TEXTO DE ORIGEM >>
· · · · · · ·
Ele venceu praga, salvou cultivo de algodão e exportou para Europa

No ano de 2004, João Félix, um agricultor de 58 anos residente na comunidade Riacho do Meio, município de Choró, no Ceará, tomou a iniciativa de cultivar algodão agroecológico pela primeira vez, uma variedade de algodão cultivada sem o uso de agrotóxicos.

Surpreendentemente, a colheita foi bem-sucedida, resultando em 360 kg de algodão e um lucro de R$ 8.640. Nesse mesmo ano, ele deu início à sua aventura no mercado de exportação, vendendo sua produção para uma empresa francesa.

No entanto, o que muitos não imaginam é que trinta anos antes desse feito, em 1974, quando residia em Quixeramobim, João Félix enfrentava uma realidade desoladora. Naquela época, ele contemplava com incredulidade seus 4,5 hectares de cultivo de algodão, que estavam devastados pelo solo debilitado e pelo bicudo-do-algodoeiro, a principal praga do algodão nas Américas.

Naquela época, ele vendia o algodão de baixa qualidade para intermediários, sem jamais sonhar com lucros próximos dos que obteve em 2004.

Os conhecimentos inovadores que permitiram que João Félix superasse o bicudo e assegurasse a sustentabilidade de sua produção foram adquiridos por meio de sua participação no Consórcio de Algodão Agroecológico, um projeto desenvolvido pela ONG cearense Esplar, com o nome de Projeto Consórcio Agroecológico com Algodoeiro Mocó, iniciado em 1991.
· · · · · · ·
DADOS REGISTRADOS >>
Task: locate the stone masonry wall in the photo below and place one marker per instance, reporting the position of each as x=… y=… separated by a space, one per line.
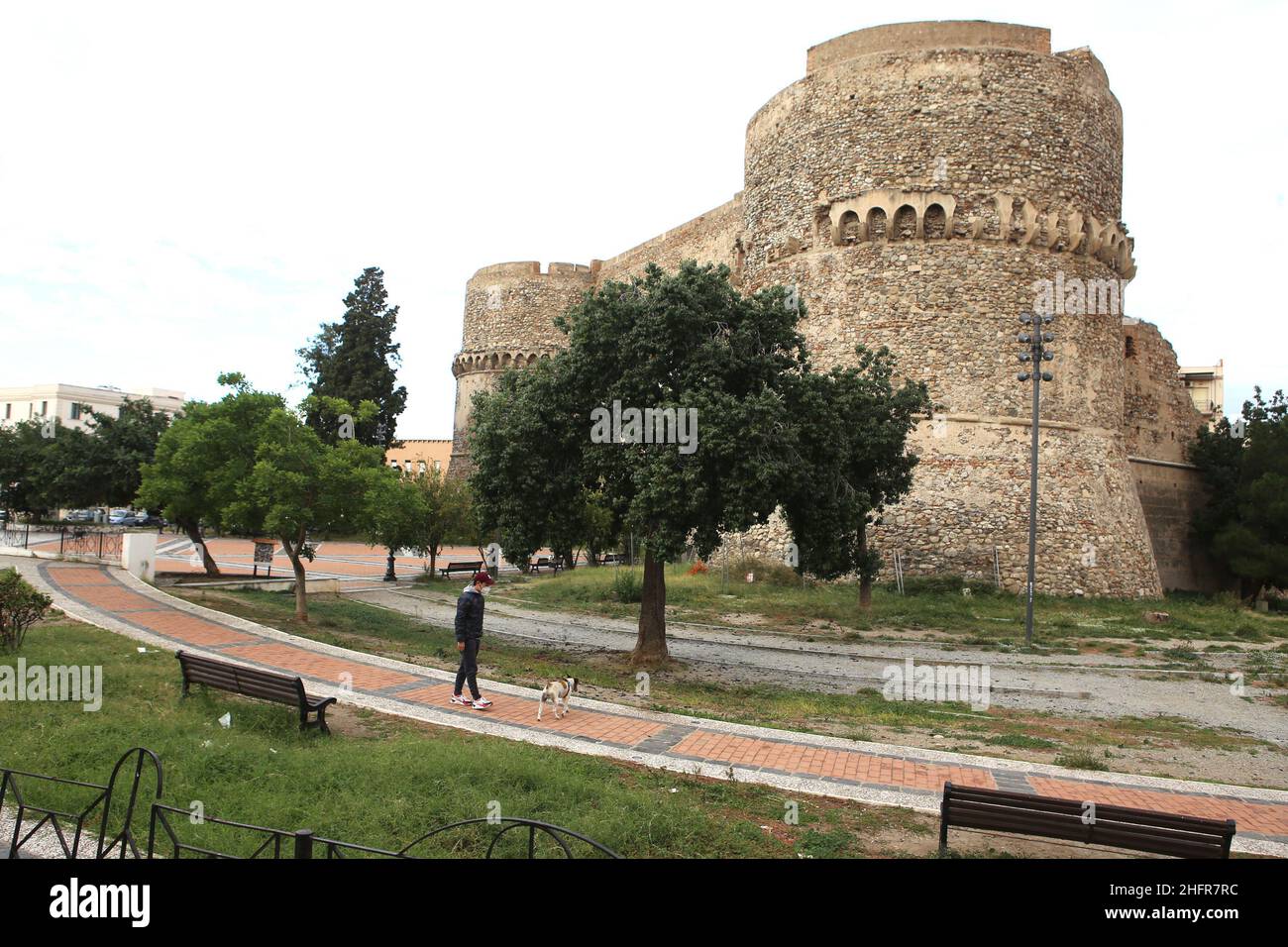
x=919 y=185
· · · · · · ·
DESAFIOS >>
1) Reescreva de forma mais breve o parágrafo do texto sobre João Félix que começa com "No entanto, o que muitos não imaginam", mantendo os fatos principais.
2) Transcreva do texto sobre João Félix o trecho que começa em "Naquela época, ele vendia" e termina em "iniciado em 1991.".
Os dados não são necessários para realizar as tarefas.

RESPOSTAS POR TAREFA >>
1) Em 1974, trinta anos antes, João Félix morava em Quixeramobim e via com incredulidade seus 4,5 hectares de algodão devastados. A causa era o solo debilitado e o bicudo-do-algodoeiro, a principal praga do algodão nas Américas.

2)
Naquela época, ele vendia o algodão de baixa qualidade para intermediários, sem jamais sonhar com lucros próximos dos que obteve em 2004.

Os conhecimentos inovadores que permitiram que João Félix superasse o bicudo e assegurasse a sustentabilidade de sua produção foram adquiridos por meio de sua participação no Consórcio de Algodão Agroecológico, um projeto desenvolvido pela ONG cearense Esplar, com o nome de Projeto Consórcio Agroecológico com Algodoeiro Mocó, iniciado em 1991.